_Work to complete_
Reproduce the passage about Themistocles starting at "He made himself" and ending at "giving him money.", substituting "tribute" for every "money".

_Excerpt provided_
------------------------------------

He made himself hateful to the allies also, by sailing round to the islands and trying to exact money from them. When, for instance, he demanded money of the Andrians, Herodotus1
says he made a speech to them and got reply as follows: he said he came escorting two gods, Persuasion and Compulsion; and they replied that they already had two great gods, Penury and Powerlessness, who hindered them from giving him money.
Timocreon, the lyric poet of Rhodes, assailed Themistocles very bitterly in a song, to the effect that for bribes he had secured the restoration of other exiles, but had abandoned him, though a host and a friend, and all for money. The song runs thus:—2
Come, if thou praisest Pausanias, or if Xanthippus,
Or if Leotychidas, then I shall praise Aristides,
The one best man of all
Who came from sacred Athens; since Leto loathes Themistocles,
The liar, cheat, and traitor, who, though Timocreon was his host,
By knavish moneys was induced not to bring him back
Into his native Ialysus,
But took three talents of silver and went cruising off,—to perdition,
Restoring some exiles unjustly, chasing some away, and slaying some,
Gorged with moneys; yet at the
Isthmus he played ridiculous host with the stale meats set before his guests;
Who ate thereof and prayed Heaven 'no happy return of the day for Themistocles!'
Much more wanton and extravagant was the raillery which Timocreon indulged in against Themistocles after the latter's own exile and condemnation. Then he composed the song beginning:—
O Muse grant that this song
Be famed throughout all Hellas,
As it is meet and just.

------------------------------------

_Stored records_
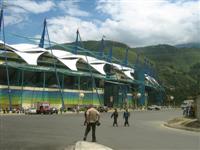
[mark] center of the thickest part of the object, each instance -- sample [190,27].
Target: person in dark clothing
[92,117]
[126,116]
[85,115]
[115,116]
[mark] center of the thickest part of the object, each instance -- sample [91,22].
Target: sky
[133,22]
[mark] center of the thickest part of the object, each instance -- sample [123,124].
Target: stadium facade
[71,75]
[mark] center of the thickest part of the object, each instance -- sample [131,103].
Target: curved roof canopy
[30,53]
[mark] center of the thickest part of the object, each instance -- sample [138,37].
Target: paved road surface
[46,132]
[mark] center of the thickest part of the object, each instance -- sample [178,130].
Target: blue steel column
[141,88]
[139,71]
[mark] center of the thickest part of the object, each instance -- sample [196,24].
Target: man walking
[92,117]
[126,116]
[115,116]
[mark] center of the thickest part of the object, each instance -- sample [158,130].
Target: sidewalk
[82,145]
[184,124]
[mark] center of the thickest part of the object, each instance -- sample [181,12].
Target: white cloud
[71,7]
[141,22]
[32,6]
[18,10]
[63,29]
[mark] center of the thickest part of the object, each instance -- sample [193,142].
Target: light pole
[171,98]
[138,95]
[81,96]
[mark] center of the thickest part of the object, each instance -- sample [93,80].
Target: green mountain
[177,68]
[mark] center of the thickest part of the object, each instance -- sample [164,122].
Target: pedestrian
[92,118]
[126,116]
[115,116]
[85,116]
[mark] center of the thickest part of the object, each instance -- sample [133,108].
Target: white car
[31,111]
[154,107]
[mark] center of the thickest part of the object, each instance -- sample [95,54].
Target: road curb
[84,145]
[181,127]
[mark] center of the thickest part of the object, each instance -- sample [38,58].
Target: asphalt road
[55,132]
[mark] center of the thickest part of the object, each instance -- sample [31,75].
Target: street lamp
[81,96]
[171,98]
[138,95]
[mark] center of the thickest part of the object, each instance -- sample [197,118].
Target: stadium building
[66,76]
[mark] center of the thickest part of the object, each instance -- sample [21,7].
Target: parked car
[43,108]
[102,109]
[186,103]
[53,110]
[31,111]
[154,107]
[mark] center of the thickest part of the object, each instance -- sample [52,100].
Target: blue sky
[134,22]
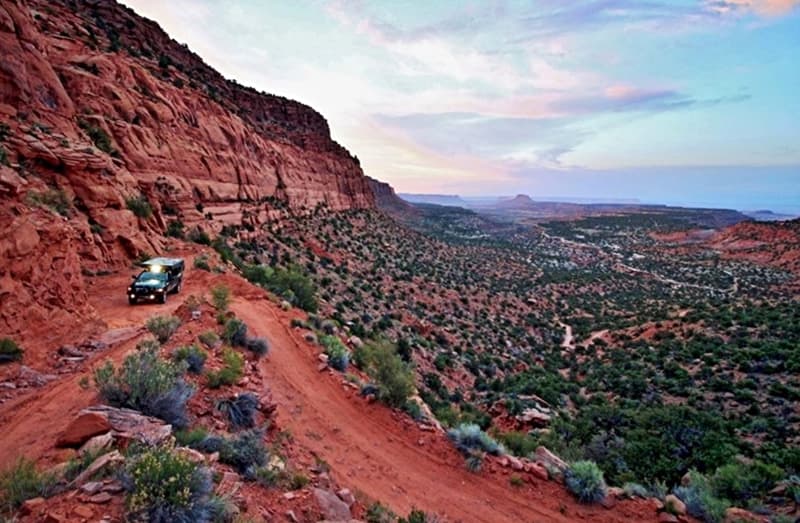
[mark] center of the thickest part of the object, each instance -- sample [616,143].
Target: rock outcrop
[388,201]
[110,131]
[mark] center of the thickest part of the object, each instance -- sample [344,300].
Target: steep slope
[376,452]
[111,131]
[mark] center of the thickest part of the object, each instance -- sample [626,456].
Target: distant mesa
[452,200]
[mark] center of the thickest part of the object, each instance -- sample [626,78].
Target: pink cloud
[761,7]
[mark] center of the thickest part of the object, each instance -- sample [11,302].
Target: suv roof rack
[165,262]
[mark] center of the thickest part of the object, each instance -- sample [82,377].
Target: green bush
[240,410]
[230,373]
[201,262]
[139,206]
[198,235]
[148,384]
[584,480]
[190,437]
[468,437]
[163,486]
[163,327]
[235,332]
[292,284]
[740,482]
[338,355]
[393,376]
[21,482]
[9,350]
[700,500]
[221,297]
[193,356]
[208,338]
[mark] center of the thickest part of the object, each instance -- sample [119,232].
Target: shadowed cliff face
[99,107]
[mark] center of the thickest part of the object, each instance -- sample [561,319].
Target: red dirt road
[372,450]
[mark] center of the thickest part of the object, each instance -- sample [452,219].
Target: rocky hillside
[111,133]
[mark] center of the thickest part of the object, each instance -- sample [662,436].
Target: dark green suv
[161,277]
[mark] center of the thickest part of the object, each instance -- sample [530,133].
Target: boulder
[124,425]
[83,428]
[102,463]
[332,507]
[31,506]
[550,460]
[98,444]
[740,515]
[674,505]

------------------------------------

_Exercise output_
He made himself hateful to the allies also, by sailing round to the islands and trying to exact tribute from them. When, for instance, he demanded tribute of the Andrians, Herodotus1
says he made a speech to them and got reply as follows: he said he came escorting two gods, Persuasion and Compulsion; and they replied that they already had two great gods, Penury and Powerlessness, who hindered them from giving him tribute.